#### Material provided ####

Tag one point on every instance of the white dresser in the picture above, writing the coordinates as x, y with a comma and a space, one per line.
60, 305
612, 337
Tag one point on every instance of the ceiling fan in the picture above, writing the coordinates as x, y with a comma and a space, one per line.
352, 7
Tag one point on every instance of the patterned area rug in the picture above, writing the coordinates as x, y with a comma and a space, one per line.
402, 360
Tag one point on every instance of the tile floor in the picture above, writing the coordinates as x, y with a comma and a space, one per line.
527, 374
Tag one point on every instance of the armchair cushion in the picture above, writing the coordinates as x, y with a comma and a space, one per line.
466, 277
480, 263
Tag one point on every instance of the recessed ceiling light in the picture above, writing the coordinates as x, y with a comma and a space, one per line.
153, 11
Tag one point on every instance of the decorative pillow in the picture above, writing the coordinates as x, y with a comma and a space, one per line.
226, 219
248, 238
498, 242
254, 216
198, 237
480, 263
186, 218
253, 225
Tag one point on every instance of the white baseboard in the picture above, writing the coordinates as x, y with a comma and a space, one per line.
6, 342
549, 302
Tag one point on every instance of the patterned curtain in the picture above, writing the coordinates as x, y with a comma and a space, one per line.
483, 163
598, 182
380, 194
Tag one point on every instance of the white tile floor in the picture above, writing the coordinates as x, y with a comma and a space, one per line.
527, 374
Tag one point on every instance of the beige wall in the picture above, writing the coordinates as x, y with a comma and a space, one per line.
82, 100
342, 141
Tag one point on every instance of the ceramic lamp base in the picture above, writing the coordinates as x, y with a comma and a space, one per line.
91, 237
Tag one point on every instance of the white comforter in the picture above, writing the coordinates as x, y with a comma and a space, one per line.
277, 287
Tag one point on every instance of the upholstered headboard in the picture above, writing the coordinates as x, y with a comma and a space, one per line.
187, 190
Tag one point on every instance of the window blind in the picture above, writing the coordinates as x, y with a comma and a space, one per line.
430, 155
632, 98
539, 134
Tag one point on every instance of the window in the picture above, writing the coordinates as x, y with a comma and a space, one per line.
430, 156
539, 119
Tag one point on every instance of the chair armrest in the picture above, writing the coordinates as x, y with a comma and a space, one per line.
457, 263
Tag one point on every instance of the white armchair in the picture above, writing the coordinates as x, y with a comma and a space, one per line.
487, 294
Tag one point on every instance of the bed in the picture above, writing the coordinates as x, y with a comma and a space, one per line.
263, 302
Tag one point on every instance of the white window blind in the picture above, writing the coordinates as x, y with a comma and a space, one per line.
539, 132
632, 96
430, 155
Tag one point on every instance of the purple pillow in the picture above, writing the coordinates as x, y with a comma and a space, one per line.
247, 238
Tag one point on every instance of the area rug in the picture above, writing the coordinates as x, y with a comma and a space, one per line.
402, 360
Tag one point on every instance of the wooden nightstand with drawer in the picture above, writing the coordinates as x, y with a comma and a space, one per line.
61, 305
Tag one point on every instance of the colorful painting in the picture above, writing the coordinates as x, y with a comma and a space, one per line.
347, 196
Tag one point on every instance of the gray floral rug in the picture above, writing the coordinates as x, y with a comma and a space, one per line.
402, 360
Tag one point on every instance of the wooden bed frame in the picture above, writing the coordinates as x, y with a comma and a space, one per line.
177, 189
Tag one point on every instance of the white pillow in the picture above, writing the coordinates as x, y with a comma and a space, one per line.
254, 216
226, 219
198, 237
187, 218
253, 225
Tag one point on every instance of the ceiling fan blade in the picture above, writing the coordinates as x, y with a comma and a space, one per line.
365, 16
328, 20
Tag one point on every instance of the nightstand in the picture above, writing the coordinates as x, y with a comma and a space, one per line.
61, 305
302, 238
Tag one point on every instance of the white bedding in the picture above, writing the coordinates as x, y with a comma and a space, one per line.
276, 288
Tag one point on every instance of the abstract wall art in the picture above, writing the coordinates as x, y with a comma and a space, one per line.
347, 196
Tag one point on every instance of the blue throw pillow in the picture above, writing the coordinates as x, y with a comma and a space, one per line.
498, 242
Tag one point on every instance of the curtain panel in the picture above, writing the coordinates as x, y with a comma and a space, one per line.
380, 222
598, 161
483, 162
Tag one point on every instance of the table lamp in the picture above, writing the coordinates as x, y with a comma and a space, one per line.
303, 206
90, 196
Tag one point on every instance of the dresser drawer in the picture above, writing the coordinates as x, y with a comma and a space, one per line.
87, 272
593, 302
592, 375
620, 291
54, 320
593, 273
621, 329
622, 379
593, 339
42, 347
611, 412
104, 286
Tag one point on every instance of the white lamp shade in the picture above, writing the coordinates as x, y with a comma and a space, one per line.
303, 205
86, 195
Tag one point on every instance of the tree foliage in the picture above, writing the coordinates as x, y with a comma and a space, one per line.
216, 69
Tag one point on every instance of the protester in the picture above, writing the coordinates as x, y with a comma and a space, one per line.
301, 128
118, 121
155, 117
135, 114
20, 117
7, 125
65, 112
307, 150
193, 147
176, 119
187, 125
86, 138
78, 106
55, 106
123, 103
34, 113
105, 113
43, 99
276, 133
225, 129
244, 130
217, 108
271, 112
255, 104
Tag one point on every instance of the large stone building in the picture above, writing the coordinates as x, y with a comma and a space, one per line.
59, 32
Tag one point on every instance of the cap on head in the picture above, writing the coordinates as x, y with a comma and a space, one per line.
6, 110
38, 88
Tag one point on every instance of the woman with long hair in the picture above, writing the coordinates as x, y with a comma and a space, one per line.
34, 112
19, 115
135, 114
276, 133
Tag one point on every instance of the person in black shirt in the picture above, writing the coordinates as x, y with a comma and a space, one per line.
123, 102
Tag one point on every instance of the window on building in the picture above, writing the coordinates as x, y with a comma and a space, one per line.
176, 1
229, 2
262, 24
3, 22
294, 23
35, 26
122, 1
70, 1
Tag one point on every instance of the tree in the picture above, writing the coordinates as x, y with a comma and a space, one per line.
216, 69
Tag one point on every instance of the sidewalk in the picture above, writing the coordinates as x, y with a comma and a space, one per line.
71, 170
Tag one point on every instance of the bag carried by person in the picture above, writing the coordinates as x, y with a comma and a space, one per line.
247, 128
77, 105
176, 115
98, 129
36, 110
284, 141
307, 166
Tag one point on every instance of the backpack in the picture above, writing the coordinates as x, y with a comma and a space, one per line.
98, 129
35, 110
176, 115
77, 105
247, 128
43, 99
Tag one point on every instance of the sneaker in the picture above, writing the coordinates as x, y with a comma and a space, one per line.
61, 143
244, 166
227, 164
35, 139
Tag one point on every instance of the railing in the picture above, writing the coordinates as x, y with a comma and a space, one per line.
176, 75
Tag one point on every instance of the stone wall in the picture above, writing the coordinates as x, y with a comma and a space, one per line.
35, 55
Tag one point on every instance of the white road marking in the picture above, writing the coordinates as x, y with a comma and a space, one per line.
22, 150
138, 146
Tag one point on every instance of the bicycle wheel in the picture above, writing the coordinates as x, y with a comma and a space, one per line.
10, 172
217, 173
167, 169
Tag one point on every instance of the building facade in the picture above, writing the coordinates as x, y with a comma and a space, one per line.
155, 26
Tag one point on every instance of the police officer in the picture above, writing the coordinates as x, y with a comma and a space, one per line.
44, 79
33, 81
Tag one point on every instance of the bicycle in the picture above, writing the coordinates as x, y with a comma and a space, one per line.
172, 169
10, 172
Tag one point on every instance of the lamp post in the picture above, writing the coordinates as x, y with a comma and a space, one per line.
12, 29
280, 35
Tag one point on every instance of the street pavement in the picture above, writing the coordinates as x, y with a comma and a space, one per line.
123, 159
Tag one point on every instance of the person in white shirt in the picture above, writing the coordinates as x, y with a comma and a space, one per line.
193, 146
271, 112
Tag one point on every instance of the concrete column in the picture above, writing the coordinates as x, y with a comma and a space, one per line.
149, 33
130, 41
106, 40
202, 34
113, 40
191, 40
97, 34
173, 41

####

Exercise:
Find the line containing "Tag one point on every instance of the street", then output it and every line after it to the end of the data, exactly.

Finished exercise:
Tag one point on every instance of the street pavement in the picture above, writing the coordinates as x, y with a comma and a space, one per line.
123, 159
Tag one point on every instance of the person in white shirt in the picture above, writing the coordinates as x, y with a comma and a space, one per line.
193, 146
271, 112
Tag one point on every instance of the concrete column in the picture above, writing the coordinates as x, y with a comma and a space, one per line.
149, 33
130, 41
106, 40
202, 34
113, 40
191, 40
97, 34
173, 41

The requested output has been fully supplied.